# WHAT THIS TASK INVOLVES:
Show every line of the records below that contains the word "locomotive", copied in full. Matching is case-sensitive.
-- Start RECORD LIST --
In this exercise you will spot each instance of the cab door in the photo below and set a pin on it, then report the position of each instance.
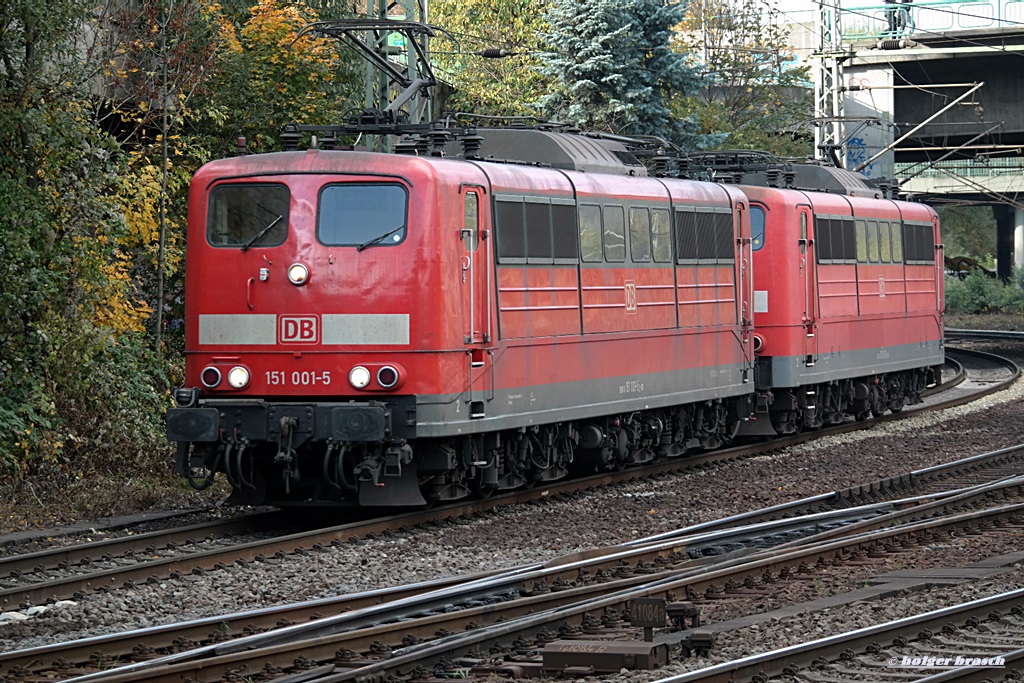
(477, 297)
(808, 284)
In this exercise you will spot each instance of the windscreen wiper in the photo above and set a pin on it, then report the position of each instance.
(371, 243)
(259, 235)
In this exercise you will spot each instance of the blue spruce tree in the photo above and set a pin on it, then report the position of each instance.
(614, 69)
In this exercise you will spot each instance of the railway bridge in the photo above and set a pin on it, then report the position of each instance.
(932, 94)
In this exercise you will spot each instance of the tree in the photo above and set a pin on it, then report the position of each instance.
(613, 67)
(502, 86)
(267, 77)
(749, 90)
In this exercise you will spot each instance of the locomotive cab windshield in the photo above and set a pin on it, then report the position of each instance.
(248, 215)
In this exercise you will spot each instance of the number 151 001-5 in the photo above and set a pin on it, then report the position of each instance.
(280, 378)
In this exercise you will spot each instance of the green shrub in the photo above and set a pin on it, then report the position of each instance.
(980, 294)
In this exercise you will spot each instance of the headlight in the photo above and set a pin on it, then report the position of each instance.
(358, 377)
(210, 377)
(239, 377)
(387, 377)
(298, 273)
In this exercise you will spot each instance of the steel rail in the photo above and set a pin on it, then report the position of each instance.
(788, 519)
(316, 641)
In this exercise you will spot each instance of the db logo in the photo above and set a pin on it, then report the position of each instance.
(298, 330)
(631, 296)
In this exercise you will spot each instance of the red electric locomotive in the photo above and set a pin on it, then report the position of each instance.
(392, 329)
(478, 315)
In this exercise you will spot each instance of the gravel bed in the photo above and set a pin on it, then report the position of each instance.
(538, 531)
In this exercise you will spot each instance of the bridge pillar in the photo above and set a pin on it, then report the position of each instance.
(1008, 228)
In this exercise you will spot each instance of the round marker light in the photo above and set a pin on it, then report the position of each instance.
(210, 377)
(387, 377)
(358, 377)
(298, 273)
(238, 377)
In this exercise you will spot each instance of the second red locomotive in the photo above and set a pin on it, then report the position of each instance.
(394, 329)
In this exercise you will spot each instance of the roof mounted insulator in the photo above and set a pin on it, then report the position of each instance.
(414, 146)
(437, 140)
(788, 176)
(291, 137)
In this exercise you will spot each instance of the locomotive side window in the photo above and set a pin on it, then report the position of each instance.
(757, 226)
(536, 229)
(919, 243)
(590, 232)
(470, 221)
(837, 240)
(640, 235)
(705, 236)
(686, 236)
(248, 215)
(861, 242)
(725, 241)
(660, 236)
(614, 233)
(563, 228)
(872, 241)
(361, 215)
(539, 247)
(511, 227)
(885, 243)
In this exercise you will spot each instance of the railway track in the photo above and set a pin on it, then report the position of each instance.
(216, 629)
(975, 641)
(70, 571)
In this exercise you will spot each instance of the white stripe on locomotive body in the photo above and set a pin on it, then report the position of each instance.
(338, 329)
(366, 329)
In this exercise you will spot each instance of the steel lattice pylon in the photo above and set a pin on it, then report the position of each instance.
(828, 87)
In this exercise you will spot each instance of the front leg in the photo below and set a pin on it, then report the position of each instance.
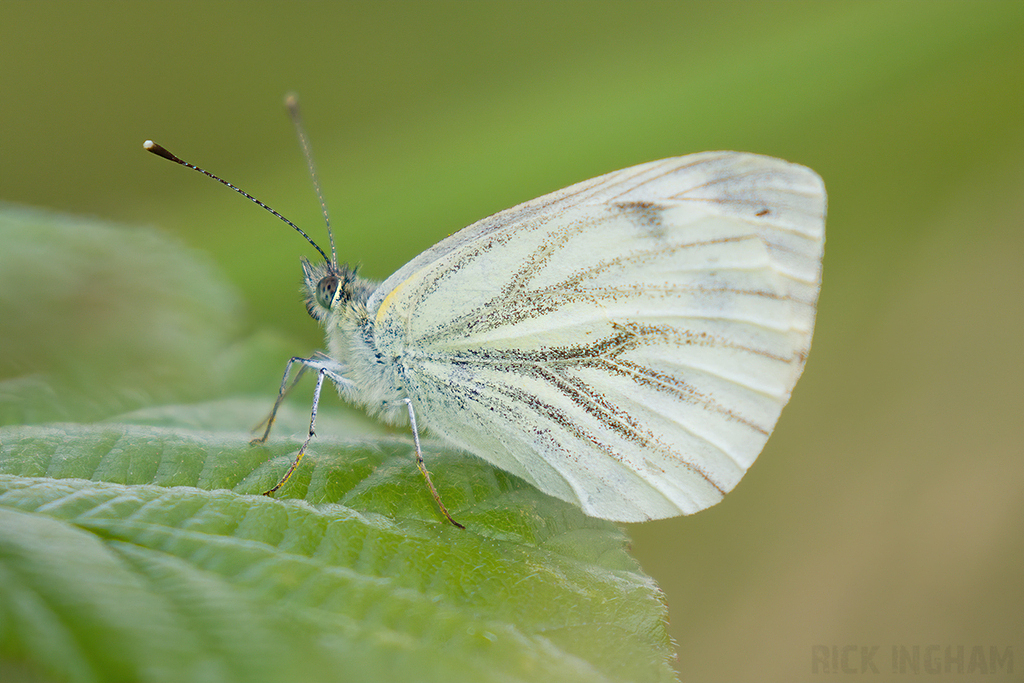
(326, 368)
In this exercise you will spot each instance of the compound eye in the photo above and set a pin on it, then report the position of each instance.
(326, 290)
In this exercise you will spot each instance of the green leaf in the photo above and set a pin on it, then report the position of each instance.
(136, 547)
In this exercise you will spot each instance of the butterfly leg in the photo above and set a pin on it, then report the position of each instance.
(321, 374)
(423, 466)
(286, 388)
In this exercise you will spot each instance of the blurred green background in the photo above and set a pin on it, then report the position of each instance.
(888, 508)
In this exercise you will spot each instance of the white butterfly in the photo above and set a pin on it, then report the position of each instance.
(625, 344)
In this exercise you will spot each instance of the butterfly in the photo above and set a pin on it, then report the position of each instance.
(626, 344)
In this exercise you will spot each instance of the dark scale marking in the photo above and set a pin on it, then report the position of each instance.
(646, 214)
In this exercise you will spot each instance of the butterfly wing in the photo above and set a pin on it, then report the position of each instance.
(627, 343)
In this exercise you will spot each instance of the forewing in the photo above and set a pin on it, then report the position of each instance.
(627, 343)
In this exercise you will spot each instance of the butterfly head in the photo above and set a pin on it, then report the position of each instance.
(329, 288)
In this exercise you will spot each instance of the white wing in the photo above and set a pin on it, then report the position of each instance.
(626, 344)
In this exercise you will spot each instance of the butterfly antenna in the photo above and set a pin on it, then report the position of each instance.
(150, 145)
(292, 102)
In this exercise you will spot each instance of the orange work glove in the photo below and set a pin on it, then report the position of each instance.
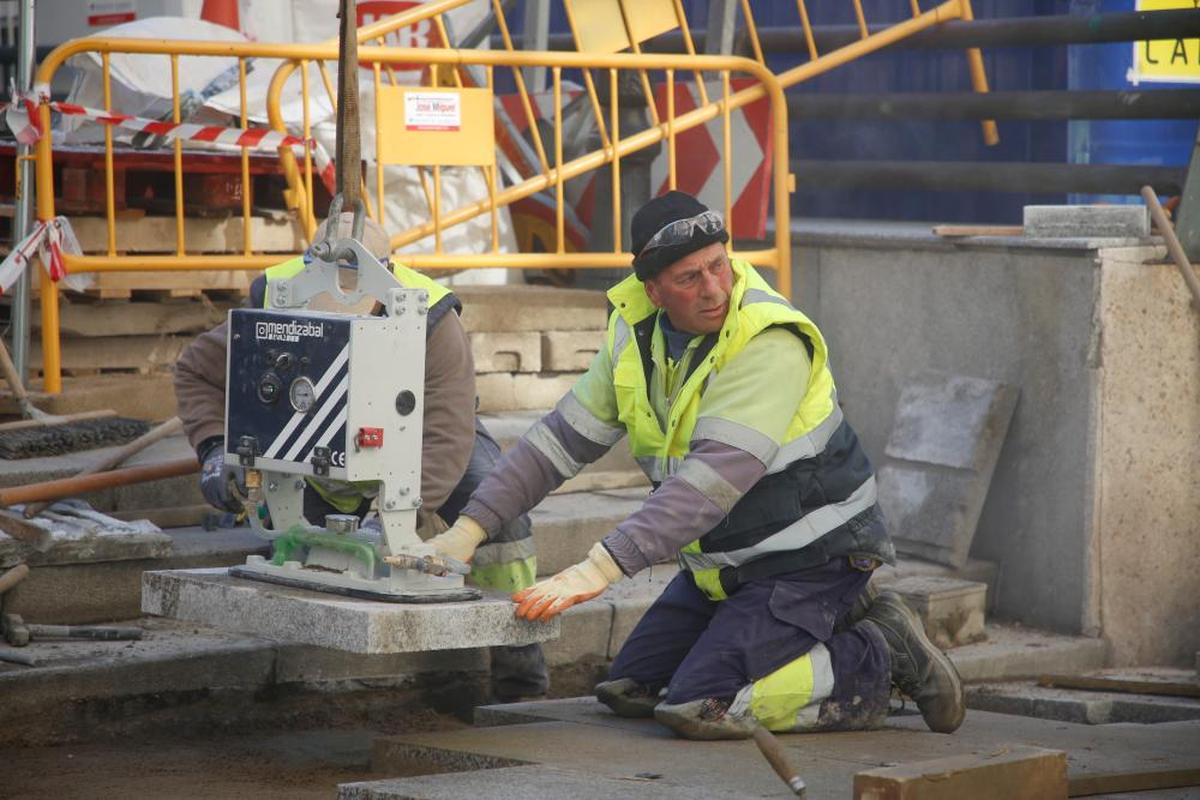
(575, 584)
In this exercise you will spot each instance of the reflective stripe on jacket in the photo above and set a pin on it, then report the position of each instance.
(817, 499)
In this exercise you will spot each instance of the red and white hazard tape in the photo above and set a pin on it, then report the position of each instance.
(22, 118)
(23, 121)
(49, 239)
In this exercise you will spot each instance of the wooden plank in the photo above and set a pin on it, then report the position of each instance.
(1012, 773)
(1086, 786)
(142, 234)
(1123, 685)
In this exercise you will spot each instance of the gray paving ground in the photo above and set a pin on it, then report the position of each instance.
(587, 746)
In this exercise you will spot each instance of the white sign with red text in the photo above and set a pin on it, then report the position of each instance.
(432, 110)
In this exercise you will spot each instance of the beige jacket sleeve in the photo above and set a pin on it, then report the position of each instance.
(449, 432)
(199, 385)
(449, 410)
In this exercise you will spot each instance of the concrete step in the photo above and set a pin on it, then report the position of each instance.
(183, 491)
(513, 308)
(567, 525)
(1013, 651)
(185, 677)
(85, 593)
(1027, 698)
(187, 673)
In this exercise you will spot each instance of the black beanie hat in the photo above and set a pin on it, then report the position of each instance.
(655, 215)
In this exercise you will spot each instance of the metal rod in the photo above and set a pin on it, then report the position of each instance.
(990, 176)
(349, 149)
(1150, 104)
(23, 212)
(1013, 31)
(1173, 245)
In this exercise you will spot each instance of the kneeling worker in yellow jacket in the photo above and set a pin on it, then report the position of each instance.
(761, 491)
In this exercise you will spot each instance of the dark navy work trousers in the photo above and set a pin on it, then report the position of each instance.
(700, 648)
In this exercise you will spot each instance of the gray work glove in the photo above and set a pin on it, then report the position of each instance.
(222, 486)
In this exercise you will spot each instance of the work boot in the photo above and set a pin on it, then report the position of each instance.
(918, 668)
(707, 719)
(628, 698)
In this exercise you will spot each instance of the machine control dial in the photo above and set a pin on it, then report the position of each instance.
(269, 388)
(303, 395)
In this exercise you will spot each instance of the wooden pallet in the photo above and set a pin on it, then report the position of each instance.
(139, 234)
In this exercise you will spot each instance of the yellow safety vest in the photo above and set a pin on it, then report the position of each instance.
(817, 421)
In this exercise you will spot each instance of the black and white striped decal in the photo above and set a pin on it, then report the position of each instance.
(318, 427)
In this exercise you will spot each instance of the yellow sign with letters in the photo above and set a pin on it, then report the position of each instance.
(444, 126)
(1167, 60)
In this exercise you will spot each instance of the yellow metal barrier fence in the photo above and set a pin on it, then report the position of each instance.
(545, 173)
(775, 257)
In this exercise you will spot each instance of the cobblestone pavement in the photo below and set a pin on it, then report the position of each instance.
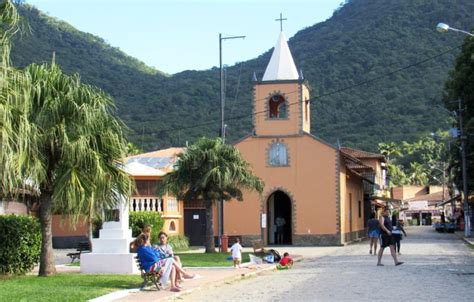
(438, 267)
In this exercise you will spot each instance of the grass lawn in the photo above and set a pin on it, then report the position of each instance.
(206, 260)
(63, 287)
(199, 260)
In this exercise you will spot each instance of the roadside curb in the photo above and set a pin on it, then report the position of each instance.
(469, 241)
(217, 283)
(225, 280)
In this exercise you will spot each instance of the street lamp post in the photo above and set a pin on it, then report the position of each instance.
(462, 136)
(220, 220)
(442, 28)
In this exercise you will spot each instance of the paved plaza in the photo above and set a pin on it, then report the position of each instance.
(438, 267)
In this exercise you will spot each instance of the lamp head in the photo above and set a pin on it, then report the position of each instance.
(442, 27)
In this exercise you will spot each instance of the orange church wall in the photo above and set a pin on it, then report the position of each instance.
(351, 189)
(311, 183)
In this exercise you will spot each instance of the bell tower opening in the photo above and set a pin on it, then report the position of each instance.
(277, 107)
(281, 98)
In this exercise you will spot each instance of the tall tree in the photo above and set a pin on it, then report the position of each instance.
(209, 171)
(73, 151)
(60, 137)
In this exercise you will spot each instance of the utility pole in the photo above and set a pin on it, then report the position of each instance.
(220, 207)
(467, 216)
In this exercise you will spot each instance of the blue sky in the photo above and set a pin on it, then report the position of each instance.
(177, 35)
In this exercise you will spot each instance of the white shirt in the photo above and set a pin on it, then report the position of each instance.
(236, 250)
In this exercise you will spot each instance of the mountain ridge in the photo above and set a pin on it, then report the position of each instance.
(362, 40)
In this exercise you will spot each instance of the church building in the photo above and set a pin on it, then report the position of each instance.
(314, 191)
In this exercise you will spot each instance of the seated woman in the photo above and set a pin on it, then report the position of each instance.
(151, 261)
(286, 262)
(167, 251)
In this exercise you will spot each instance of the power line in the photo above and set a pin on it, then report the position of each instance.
(312, 99)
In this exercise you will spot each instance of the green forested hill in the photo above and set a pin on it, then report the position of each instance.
(363, 40)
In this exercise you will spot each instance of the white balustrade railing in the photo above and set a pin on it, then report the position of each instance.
(146, 204)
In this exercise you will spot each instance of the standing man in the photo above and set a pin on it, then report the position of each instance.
(280, 223)
(386, 239)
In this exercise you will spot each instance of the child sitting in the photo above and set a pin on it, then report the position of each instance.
(236, 251)
(286, 262)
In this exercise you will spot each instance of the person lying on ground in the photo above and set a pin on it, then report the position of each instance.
(286, 262)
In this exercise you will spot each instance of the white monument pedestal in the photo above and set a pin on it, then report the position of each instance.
(110, 252)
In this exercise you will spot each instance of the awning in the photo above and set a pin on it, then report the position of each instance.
(448, 201)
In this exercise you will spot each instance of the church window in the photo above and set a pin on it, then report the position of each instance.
(277, 106)
(278, 154)
(172, 205)
(172, 227)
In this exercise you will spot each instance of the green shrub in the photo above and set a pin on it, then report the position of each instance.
(179, 242)
(20, 244)
(139, 219)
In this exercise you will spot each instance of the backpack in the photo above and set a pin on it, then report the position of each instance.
(276, 255)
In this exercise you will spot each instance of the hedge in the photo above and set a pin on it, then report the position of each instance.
(20, 247)
(139, 219)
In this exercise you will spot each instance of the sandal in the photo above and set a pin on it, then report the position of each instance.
(398, 263)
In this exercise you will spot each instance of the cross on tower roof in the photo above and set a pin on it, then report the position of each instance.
(281, 21)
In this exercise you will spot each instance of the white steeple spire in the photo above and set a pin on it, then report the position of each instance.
(281, 65)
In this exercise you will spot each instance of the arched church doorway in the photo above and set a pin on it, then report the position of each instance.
(279, 218)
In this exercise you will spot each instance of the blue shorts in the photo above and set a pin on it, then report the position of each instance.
(374, 234)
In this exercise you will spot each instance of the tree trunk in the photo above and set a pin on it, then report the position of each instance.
(210, 244)
(47, 254)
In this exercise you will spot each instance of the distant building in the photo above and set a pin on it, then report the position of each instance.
(315, 193)
(147, 170)
(420, 204)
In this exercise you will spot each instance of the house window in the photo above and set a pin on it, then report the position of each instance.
(277, 106)
(306, 110)
(278, 154)
(172, 204)
(146, 187)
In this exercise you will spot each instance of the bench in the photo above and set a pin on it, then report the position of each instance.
(154, 277)
(258, 247)
(83, 247)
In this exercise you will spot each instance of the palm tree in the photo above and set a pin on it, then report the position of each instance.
(210, 171)
(69, 144)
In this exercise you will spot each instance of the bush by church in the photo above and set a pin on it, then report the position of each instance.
(20, 246)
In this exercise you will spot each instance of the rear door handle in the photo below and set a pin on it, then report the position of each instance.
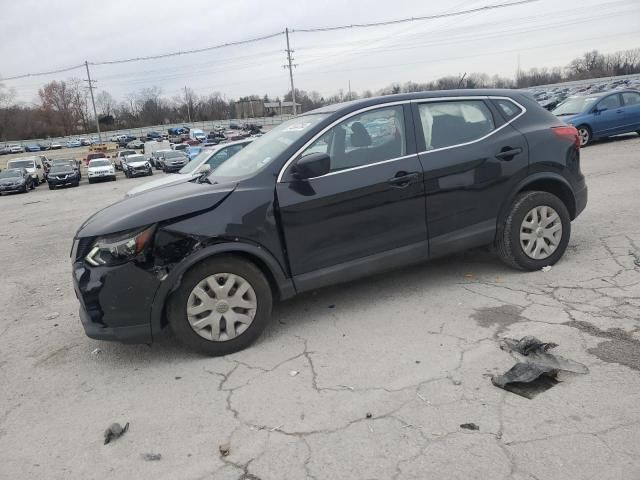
-- End RECORD LIST --
# EXERCISE SOLUTION:
In this exercise you will spot each instance of the locomotive cab windshield in the photo above and set a pin on it, then report the position of each instance.
In this exercise you will spot each instance of the red electric locomotive in the photo above and set a pin on it, then report the position of each instance.
In this exercise you will spot each instance of the second red locomotive in the photo above and set a pin on it, then report the position of each instance.
In this exercise you will spot each instance of the locomotive side window in the photo above and set a pin on it, then report the position of each instance.
In this exercise you will spot each instance of the white stripe on locomotive body in the photo above and set a pin on it, then report the position of each instance.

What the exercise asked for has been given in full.